GOAL OF THE EXERCISE ->
Read through the listing and copy every line that contains the word "haze".

--*--

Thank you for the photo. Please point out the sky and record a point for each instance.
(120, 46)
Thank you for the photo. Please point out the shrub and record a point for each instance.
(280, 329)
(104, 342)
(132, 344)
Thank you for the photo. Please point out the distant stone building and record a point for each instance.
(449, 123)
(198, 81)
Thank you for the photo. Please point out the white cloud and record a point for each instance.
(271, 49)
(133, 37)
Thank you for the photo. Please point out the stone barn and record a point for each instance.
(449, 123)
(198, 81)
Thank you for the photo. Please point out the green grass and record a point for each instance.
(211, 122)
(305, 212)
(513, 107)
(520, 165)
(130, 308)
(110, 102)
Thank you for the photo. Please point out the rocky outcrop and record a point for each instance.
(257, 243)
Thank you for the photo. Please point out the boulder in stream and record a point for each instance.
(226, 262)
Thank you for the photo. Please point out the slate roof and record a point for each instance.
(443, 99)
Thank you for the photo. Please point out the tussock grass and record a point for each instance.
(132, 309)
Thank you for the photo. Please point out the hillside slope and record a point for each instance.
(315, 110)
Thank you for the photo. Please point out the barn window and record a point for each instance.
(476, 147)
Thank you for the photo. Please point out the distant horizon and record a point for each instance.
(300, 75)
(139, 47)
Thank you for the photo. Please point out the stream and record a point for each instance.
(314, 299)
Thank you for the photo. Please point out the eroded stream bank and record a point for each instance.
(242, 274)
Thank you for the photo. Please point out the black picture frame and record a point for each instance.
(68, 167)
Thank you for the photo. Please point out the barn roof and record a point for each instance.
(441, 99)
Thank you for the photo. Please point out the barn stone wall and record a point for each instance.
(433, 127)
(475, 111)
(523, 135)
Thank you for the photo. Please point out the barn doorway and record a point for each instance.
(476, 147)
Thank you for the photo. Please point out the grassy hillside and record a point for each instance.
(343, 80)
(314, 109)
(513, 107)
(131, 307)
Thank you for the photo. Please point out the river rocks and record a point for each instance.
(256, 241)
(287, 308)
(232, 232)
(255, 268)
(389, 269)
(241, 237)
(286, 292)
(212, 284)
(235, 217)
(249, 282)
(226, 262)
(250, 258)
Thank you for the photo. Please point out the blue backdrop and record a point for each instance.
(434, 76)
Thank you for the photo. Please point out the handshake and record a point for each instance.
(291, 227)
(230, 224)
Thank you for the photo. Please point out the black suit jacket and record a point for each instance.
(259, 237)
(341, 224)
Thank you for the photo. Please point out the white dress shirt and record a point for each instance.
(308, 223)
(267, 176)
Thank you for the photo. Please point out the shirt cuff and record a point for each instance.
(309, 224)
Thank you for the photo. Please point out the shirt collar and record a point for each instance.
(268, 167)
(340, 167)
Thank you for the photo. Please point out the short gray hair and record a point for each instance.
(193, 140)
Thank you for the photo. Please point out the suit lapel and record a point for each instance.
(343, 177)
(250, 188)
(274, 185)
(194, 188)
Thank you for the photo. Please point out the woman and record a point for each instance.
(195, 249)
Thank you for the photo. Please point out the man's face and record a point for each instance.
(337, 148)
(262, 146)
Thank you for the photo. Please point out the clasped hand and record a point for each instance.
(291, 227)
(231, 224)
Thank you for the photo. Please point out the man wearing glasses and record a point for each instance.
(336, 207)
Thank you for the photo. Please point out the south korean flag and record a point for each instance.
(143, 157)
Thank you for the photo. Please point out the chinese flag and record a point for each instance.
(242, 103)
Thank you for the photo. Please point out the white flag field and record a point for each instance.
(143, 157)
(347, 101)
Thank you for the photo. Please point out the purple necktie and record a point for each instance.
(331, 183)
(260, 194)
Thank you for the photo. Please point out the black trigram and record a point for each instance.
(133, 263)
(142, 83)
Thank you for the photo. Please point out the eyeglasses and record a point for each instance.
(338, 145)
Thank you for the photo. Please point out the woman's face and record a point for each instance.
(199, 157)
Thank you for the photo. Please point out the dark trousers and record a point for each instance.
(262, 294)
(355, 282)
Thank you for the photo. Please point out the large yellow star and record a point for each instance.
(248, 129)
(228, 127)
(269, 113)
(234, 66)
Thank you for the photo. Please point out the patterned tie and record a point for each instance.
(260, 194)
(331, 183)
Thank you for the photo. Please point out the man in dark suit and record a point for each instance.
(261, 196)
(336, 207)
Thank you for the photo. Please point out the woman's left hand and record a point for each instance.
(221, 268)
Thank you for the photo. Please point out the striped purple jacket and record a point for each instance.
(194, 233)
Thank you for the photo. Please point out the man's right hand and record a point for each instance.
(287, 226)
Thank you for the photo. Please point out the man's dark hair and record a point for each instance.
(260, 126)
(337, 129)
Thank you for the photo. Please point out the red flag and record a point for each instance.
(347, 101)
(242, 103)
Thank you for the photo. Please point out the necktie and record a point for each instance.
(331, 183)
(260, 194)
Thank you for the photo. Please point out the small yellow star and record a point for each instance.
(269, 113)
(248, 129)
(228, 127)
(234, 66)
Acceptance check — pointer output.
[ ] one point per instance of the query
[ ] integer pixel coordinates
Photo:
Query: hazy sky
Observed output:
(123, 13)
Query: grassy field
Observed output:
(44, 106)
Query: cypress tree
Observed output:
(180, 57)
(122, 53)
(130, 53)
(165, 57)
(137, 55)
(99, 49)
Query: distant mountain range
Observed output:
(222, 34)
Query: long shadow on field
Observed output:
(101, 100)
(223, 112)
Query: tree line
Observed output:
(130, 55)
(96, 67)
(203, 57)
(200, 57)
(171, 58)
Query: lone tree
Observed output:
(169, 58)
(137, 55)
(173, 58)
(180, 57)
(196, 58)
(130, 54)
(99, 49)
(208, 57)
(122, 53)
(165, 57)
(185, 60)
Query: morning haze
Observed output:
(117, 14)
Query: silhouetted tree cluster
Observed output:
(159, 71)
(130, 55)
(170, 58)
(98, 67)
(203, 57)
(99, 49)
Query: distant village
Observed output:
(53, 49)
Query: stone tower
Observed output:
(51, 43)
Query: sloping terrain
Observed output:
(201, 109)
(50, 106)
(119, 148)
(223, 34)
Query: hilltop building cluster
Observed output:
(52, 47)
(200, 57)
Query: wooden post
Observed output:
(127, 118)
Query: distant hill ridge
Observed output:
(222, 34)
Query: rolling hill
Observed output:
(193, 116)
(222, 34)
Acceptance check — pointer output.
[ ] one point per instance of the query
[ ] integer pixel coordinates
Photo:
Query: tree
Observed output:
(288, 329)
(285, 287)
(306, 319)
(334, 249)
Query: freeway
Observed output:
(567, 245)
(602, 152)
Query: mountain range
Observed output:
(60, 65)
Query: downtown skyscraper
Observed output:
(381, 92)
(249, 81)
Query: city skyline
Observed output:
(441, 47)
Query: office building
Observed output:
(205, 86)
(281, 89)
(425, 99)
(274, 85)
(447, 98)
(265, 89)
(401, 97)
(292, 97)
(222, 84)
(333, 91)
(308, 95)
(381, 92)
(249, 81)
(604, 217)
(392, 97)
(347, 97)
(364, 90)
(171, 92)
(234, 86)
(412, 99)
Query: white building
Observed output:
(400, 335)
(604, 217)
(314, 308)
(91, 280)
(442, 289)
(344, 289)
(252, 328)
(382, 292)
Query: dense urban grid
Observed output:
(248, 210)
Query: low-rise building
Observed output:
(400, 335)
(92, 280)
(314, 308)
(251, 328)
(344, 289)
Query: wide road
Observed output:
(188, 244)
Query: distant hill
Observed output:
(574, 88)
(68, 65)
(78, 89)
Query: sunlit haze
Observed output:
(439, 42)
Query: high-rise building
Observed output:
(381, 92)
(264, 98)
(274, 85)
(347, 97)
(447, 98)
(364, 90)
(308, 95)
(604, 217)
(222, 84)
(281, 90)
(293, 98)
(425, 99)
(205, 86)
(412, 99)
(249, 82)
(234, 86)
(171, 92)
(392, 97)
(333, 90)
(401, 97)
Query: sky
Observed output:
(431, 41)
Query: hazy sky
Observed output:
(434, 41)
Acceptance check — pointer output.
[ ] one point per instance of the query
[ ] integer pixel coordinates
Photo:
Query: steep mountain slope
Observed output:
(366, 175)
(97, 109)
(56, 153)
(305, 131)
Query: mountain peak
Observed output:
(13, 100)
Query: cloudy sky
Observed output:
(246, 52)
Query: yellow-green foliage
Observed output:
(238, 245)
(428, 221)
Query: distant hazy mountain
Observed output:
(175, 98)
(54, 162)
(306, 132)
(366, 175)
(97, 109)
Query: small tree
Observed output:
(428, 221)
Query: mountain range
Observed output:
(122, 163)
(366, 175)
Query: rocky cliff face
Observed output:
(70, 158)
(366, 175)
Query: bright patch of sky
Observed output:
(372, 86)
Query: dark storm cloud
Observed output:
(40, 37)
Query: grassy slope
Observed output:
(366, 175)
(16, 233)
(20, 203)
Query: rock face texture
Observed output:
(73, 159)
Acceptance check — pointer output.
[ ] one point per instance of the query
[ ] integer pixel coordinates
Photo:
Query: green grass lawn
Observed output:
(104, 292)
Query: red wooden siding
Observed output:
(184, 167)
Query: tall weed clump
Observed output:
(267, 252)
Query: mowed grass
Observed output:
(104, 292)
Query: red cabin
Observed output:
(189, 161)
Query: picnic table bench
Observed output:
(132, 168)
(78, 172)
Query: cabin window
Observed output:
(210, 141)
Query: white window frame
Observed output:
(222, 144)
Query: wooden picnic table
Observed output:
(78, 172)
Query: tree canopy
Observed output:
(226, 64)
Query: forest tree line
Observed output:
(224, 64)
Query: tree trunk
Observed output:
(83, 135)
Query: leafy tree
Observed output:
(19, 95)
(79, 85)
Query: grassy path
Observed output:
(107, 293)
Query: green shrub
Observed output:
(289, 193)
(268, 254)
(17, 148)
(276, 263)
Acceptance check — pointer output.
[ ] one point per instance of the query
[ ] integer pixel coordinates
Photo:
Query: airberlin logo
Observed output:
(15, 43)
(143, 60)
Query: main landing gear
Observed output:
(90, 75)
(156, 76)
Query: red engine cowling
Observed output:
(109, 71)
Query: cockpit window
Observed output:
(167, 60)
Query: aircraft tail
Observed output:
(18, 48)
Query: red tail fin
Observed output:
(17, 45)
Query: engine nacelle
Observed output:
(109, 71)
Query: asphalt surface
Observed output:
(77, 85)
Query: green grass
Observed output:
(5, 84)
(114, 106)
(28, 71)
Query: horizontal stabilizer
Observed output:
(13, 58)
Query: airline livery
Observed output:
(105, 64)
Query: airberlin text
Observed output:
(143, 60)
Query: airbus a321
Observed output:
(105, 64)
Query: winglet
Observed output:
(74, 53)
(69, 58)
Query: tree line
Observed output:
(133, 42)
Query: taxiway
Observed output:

--*--

RESPONSE AREA ->
Query: morning haze
Query: sunlit haze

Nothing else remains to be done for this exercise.